The problem >>
Within the records below is a range that opens at the line with "35H551L562 50L642 47L654" and closes at the line with "300L764 342L646 287L639". Return that range word for word, both ends included, and only that range.

------------------------------------------------------------------------

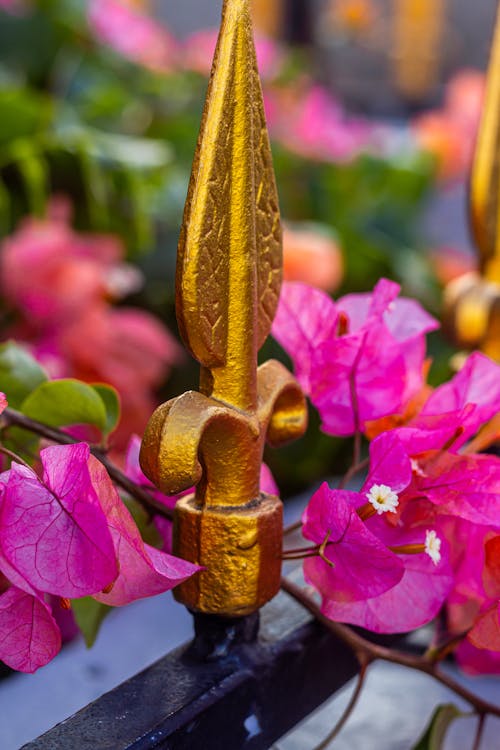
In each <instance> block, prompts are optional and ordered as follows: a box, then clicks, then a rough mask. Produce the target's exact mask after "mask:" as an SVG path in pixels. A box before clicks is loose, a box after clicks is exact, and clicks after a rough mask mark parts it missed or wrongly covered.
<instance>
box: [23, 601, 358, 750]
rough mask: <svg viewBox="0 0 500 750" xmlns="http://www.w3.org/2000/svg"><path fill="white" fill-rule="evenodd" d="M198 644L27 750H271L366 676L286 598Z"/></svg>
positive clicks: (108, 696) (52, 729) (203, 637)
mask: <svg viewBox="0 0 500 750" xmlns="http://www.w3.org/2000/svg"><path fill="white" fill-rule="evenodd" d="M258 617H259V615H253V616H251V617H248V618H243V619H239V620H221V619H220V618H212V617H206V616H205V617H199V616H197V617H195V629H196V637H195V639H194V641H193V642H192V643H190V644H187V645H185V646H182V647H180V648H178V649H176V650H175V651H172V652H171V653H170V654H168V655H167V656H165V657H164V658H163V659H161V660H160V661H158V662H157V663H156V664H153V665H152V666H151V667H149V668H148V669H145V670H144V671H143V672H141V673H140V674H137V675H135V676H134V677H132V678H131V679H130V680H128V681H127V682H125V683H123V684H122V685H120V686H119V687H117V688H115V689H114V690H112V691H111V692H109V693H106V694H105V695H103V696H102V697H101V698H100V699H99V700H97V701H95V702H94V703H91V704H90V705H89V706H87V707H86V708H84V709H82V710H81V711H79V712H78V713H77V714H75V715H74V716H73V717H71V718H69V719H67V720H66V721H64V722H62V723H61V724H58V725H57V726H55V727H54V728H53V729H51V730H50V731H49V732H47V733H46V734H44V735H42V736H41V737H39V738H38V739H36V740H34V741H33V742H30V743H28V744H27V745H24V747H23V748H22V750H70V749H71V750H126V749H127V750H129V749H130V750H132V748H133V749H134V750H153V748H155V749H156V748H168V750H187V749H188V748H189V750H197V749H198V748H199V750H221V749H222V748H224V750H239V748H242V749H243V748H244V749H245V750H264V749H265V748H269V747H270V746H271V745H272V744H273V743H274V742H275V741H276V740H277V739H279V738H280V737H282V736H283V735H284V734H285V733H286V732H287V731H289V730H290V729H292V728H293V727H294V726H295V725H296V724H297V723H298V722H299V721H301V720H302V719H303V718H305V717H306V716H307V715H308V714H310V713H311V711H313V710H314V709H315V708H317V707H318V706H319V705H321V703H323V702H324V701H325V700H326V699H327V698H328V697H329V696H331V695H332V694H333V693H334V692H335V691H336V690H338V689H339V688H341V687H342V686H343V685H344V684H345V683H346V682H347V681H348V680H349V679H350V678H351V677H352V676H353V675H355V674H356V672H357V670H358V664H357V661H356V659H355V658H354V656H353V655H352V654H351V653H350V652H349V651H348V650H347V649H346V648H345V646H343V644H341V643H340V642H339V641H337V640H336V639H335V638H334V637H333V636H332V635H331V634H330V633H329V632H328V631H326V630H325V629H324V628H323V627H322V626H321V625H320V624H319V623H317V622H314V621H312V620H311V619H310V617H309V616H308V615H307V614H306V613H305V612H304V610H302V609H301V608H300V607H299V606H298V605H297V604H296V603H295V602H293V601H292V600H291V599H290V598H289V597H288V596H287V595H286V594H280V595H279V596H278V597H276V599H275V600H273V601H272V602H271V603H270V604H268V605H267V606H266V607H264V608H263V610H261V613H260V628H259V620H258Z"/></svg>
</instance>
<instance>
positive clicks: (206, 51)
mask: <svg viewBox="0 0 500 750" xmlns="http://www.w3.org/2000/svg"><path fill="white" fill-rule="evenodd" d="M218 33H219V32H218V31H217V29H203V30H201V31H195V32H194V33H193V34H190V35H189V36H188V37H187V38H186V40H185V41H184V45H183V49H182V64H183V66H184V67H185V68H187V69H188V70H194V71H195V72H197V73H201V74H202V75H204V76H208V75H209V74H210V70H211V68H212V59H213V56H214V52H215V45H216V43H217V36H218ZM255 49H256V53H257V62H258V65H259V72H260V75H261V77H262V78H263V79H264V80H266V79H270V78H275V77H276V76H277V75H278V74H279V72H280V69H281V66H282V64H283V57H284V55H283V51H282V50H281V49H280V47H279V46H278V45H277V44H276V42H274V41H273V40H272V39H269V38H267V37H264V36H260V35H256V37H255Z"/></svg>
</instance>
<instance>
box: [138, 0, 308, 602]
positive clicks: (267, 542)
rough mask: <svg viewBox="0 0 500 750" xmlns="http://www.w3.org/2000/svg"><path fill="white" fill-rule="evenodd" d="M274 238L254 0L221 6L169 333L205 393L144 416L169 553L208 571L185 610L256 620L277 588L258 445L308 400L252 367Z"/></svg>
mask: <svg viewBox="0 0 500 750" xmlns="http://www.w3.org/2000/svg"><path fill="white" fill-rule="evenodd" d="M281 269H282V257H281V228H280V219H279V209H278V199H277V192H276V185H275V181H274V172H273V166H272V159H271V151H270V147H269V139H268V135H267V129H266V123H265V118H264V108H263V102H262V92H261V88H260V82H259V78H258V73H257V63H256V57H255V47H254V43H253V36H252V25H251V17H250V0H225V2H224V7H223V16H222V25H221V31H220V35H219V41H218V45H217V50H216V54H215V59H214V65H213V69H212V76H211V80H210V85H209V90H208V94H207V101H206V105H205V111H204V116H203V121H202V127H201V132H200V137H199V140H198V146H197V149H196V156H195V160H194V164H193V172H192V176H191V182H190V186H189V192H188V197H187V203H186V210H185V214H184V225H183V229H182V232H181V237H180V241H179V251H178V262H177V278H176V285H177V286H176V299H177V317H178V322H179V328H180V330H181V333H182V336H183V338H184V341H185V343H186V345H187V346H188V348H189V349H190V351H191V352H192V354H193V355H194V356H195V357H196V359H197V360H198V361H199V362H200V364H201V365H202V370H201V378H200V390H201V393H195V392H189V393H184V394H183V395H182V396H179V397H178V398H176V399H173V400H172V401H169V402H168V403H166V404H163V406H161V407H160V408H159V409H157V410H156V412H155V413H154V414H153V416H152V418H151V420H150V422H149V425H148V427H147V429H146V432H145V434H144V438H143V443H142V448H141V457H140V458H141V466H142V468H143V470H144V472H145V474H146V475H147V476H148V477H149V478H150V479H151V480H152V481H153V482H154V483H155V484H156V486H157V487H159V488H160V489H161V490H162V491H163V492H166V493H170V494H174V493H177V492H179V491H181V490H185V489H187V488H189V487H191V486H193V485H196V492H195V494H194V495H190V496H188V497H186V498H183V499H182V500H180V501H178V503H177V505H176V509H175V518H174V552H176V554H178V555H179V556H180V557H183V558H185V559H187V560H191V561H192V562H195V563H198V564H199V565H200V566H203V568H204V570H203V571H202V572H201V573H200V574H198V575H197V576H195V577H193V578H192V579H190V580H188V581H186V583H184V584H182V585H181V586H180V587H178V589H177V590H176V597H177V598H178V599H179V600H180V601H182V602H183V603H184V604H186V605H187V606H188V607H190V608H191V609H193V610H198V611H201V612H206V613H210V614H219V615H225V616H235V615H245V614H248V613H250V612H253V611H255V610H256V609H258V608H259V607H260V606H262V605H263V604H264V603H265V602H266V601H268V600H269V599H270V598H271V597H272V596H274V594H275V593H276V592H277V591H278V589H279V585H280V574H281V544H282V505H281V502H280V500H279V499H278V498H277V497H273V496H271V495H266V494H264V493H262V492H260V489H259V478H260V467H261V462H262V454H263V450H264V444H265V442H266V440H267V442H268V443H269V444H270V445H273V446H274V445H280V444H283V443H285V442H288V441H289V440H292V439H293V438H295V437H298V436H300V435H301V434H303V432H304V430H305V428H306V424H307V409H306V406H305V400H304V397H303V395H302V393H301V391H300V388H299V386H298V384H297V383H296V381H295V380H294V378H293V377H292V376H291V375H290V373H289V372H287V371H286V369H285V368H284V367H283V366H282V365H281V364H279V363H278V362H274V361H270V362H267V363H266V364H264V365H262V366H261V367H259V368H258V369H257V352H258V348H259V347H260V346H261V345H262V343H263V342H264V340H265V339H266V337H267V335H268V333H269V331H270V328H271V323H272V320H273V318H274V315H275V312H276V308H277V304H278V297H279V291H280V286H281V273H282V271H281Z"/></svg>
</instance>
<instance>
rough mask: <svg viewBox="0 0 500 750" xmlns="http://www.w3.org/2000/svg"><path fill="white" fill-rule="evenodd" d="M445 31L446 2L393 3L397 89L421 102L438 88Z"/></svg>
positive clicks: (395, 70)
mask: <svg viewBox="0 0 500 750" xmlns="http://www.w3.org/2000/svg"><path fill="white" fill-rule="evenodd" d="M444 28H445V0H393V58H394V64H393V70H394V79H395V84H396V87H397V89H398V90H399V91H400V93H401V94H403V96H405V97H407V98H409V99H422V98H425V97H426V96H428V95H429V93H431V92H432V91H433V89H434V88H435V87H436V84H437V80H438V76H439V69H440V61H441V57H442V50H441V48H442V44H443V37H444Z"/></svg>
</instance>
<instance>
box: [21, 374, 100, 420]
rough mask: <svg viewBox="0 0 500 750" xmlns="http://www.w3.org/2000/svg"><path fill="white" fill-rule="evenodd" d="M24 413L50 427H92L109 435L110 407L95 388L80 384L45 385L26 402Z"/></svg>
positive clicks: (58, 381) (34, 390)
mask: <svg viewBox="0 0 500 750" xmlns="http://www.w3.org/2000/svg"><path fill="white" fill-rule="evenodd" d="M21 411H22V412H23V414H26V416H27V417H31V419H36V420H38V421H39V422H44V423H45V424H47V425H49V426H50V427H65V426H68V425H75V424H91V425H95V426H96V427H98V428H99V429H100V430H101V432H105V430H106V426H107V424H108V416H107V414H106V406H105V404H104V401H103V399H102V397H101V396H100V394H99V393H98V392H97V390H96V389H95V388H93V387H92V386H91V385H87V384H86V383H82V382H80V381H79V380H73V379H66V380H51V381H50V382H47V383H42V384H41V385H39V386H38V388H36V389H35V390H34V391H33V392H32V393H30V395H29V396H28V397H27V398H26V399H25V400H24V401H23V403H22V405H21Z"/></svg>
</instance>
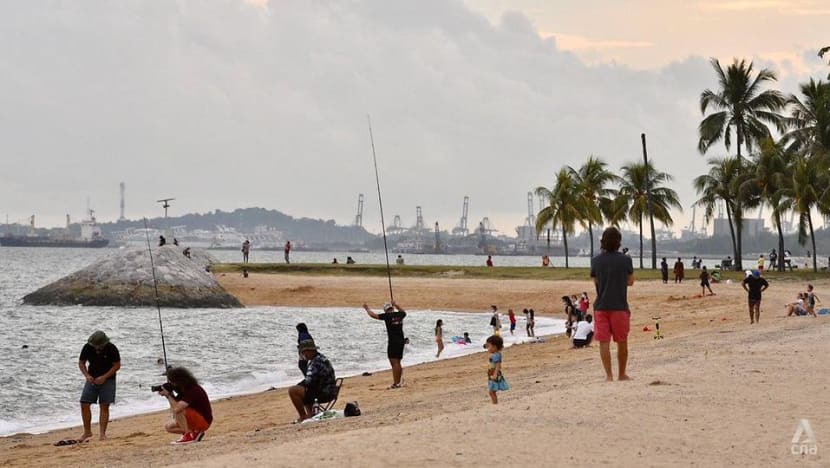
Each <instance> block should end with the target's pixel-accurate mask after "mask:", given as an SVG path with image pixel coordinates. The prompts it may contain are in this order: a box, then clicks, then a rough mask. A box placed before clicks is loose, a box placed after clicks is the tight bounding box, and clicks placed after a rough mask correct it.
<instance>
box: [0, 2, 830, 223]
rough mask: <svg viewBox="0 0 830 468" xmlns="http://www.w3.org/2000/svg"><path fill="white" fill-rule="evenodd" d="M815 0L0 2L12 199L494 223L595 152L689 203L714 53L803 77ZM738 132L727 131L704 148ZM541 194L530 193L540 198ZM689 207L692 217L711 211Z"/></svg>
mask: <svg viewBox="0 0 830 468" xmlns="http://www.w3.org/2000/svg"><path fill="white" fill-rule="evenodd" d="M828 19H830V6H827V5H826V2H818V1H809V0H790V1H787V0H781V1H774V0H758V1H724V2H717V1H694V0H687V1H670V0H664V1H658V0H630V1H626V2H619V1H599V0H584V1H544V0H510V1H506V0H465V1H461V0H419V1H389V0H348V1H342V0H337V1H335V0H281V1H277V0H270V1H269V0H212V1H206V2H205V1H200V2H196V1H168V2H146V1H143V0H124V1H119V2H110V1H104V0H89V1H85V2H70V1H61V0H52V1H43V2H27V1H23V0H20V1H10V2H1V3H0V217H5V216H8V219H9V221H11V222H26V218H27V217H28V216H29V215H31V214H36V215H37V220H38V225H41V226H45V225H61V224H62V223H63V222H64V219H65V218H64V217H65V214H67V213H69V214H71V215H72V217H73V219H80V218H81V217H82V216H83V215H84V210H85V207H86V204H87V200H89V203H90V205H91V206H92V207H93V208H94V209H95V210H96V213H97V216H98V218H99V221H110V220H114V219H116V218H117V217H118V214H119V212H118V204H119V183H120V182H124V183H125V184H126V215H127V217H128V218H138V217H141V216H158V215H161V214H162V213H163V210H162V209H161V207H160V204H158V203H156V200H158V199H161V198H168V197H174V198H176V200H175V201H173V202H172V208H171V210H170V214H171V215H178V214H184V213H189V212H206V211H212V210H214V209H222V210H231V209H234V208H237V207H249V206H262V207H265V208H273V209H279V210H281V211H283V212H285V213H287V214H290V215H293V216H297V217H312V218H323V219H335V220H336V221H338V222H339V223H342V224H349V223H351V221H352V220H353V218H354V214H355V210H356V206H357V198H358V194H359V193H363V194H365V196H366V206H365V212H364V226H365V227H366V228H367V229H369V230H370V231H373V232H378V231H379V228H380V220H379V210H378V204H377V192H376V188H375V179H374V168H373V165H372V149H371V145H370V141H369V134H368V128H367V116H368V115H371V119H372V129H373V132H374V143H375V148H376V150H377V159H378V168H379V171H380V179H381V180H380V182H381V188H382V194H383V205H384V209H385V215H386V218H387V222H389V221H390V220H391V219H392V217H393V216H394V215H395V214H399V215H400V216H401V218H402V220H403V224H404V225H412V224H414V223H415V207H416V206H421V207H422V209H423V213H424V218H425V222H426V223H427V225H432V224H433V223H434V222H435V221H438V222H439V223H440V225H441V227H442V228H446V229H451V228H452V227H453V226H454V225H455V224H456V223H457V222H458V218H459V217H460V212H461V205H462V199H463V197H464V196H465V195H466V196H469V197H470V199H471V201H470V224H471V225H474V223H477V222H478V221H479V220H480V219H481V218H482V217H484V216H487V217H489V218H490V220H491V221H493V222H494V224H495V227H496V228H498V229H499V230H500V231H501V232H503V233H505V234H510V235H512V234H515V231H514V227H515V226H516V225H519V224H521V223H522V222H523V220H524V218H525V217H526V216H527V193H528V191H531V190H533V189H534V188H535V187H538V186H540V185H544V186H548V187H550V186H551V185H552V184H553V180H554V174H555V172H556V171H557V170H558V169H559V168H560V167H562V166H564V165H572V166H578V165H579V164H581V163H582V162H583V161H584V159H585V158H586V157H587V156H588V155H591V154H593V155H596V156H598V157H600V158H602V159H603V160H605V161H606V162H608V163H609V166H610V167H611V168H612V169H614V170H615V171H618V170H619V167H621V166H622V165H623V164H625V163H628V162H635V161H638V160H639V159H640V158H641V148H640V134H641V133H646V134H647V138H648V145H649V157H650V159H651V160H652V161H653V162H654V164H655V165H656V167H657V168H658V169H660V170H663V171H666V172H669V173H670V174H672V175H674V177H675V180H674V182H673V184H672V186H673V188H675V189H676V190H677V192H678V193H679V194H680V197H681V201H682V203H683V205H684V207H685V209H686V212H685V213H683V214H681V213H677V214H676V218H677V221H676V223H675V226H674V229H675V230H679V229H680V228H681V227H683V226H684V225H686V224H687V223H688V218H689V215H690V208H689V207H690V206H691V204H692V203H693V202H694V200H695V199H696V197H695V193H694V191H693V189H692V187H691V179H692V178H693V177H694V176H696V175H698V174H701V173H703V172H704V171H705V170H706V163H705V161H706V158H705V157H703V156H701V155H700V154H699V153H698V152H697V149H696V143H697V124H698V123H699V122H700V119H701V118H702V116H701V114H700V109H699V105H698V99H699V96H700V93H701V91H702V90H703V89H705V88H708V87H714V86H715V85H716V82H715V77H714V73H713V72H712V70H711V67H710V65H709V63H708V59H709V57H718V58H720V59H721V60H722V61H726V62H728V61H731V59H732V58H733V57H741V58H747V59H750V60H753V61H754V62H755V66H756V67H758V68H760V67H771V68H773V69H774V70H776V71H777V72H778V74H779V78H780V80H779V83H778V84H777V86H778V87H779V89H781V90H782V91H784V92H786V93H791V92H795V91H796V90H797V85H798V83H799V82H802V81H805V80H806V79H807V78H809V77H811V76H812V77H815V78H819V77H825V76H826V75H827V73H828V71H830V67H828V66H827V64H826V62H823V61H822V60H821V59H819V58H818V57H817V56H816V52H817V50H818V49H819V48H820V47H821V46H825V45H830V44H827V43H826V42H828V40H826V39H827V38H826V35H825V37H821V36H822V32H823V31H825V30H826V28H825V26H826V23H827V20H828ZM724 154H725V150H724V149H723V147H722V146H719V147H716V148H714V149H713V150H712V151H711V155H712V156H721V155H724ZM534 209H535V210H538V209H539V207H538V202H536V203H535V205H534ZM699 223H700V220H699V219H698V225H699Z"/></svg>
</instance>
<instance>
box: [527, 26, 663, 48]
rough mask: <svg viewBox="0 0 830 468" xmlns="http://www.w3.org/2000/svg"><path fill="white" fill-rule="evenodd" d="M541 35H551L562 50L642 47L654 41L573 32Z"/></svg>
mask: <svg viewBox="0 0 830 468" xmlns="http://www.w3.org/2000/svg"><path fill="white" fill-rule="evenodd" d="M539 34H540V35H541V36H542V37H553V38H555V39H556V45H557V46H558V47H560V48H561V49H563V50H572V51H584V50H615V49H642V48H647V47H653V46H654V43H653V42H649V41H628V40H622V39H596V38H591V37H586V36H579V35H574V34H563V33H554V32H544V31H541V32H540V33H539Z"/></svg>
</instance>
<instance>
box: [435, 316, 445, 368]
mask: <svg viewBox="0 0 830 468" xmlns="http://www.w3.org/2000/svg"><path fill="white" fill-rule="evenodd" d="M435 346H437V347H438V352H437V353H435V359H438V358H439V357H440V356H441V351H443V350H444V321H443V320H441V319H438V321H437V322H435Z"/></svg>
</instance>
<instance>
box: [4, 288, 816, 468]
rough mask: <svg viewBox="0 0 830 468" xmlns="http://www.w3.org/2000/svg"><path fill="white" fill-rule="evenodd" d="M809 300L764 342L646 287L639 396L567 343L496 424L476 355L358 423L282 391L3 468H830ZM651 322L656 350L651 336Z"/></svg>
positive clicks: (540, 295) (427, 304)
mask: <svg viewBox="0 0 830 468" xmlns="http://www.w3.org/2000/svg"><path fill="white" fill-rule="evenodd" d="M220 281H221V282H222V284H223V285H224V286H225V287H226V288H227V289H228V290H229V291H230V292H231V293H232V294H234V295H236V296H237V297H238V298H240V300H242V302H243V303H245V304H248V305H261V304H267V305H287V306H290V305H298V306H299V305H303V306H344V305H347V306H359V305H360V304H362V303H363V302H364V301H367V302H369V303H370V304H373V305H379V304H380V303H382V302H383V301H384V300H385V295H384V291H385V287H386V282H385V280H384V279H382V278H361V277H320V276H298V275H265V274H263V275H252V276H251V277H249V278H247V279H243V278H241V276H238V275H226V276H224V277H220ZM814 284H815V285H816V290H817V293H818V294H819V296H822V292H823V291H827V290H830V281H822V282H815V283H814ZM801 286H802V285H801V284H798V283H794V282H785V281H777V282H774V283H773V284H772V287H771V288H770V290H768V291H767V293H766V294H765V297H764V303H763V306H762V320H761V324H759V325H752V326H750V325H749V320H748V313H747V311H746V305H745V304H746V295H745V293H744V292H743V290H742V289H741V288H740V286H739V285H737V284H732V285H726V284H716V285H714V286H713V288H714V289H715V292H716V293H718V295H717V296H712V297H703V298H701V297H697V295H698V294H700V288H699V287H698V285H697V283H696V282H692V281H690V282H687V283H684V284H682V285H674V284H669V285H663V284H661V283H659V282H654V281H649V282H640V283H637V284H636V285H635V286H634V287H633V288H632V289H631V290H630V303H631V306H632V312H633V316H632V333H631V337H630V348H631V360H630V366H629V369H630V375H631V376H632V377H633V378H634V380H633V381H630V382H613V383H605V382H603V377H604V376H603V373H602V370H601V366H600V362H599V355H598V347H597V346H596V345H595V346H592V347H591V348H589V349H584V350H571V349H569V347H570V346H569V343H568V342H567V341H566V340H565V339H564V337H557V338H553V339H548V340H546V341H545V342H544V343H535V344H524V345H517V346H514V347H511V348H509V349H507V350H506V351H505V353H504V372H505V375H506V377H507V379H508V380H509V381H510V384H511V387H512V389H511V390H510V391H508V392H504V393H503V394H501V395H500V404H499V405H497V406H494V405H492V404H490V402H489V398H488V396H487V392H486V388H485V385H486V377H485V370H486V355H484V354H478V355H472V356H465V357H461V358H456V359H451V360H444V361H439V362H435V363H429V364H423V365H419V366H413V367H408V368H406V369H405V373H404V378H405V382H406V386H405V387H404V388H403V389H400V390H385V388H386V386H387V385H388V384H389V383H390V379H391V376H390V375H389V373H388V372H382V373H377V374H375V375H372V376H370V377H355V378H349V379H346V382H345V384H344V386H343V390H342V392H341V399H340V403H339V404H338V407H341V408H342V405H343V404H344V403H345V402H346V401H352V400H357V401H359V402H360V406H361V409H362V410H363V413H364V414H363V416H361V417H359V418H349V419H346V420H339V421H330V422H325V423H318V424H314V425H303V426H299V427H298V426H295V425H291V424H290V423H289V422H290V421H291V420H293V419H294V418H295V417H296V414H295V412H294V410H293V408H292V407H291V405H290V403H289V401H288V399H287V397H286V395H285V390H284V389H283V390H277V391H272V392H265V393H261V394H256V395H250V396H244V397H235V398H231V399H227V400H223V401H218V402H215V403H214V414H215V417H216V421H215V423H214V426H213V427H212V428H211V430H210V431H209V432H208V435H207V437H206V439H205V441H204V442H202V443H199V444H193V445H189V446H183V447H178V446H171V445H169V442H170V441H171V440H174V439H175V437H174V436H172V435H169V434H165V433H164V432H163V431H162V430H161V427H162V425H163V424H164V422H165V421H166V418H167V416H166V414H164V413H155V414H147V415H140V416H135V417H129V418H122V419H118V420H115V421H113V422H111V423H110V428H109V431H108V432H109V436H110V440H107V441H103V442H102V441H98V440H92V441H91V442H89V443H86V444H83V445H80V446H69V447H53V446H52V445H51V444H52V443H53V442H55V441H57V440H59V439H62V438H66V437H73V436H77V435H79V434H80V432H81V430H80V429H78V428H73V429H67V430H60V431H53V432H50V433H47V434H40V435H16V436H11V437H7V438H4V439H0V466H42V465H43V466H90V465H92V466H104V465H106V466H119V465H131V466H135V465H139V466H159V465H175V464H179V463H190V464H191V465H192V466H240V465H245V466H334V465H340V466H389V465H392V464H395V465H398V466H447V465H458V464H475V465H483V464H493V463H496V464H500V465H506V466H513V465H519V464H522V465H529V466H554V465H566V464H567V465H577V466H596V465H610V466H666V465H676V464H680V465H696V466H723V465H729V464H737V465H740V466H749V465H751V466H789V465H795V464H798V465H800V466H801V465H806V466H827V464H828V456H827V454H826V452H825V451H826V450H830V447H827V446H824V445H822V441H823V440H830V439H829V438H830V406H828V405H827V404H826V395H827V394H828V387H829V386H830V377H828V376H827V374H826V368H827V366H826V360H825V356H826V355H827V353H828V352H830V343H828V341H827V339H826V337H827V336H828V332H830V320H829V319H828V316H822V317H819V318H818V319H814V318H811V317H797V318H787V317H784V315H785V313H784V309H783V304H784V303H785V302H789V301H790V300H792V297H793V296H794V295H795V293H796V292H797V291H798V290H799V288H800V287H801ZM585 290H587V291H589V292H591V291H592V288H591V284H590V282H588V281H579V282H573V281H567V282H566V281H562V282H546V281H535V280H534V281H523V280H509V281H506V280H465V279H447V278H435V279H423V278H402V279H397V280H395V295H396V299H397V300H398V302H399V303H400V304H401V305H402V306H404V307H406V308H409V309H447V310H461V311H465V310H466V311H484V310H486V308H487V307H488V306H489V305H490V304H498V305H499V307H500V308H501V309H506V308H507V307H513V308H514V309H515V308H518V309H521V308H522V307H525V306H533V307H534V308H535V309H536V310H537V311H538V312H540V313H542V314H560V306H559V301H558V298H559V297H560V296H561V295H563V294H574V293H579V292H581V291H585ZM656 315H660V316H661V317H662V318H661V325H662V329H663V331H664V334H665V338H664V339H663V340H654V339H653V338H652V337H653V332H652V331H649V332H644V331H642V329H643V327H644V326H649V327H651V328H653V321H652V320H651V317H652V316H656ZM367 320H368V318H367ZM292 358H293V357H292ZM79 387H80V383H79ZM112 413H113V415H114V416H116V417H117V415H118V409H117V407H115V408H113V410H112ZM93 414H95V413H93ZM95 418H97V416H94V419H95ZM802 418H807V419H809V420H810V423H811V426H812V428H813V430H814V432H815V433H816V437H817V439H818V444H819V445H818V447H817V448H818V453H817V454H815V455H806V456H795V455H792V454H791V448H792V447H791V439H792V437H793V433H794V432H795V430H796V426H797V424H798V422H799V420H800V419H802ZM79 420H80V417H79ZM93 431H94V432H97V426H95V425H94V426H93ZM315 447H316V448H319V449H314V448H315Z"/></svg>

------------------------------------------------------------------------

Solution to the problem >>
rough mask: <svg viewBox="0 0 830 468" xmlns="http://www.w3.org/2000/svg"><path fill="white" fill-rule="evenodd" d="M541 35H551L562 50L642 47L654 41L573 32Z"/></svg>
mask: <svg viewBox="0 0 830 468" xmlns="http://www.w3.org/2000/svg"><path fill="white" fill-rule="evenodd" d="M539 34H540V35H541V36H542V37H553V38H555V39H556V45H557V46H558V47H560V48H561V49H563V50H572V51H584V50H615V49H642V48H647V47H653V46H654V43H653V42H649V41H628V40H622V39H596V38H591V37H586V36H579V35H574V34H563V33H554V32H544V31H541V32H540V33H539Z"/></svg>
</instance>
<instance>
box: [435, 316, 445, 368]
mask: <svg viewBox="0 0 830 468" xmlns="http://www.w3.org/2000/svg"><path fill="white" fill-rule="evenodd" d="M435 346H437V347H438V352H437V353H435V359H438V358H439V357H440V356H441V351H443V350H444V321H443V320H441V319H438V321H437V322H435Z"/></svg>
</instance>
<instance>
box: [4, 288, 816, 468]
rough mask: <svg viewBox="0 0 830 468" xmlns="http://www.w3.org/2000/svg"><path fill="white" fill-rule="evenodd" d="M809 300L764 342L646 287L639 396L567 343L496 424L476 355L358 423L282 391L3 468H830ZM651 322L656 350L651 336Z"/></svg>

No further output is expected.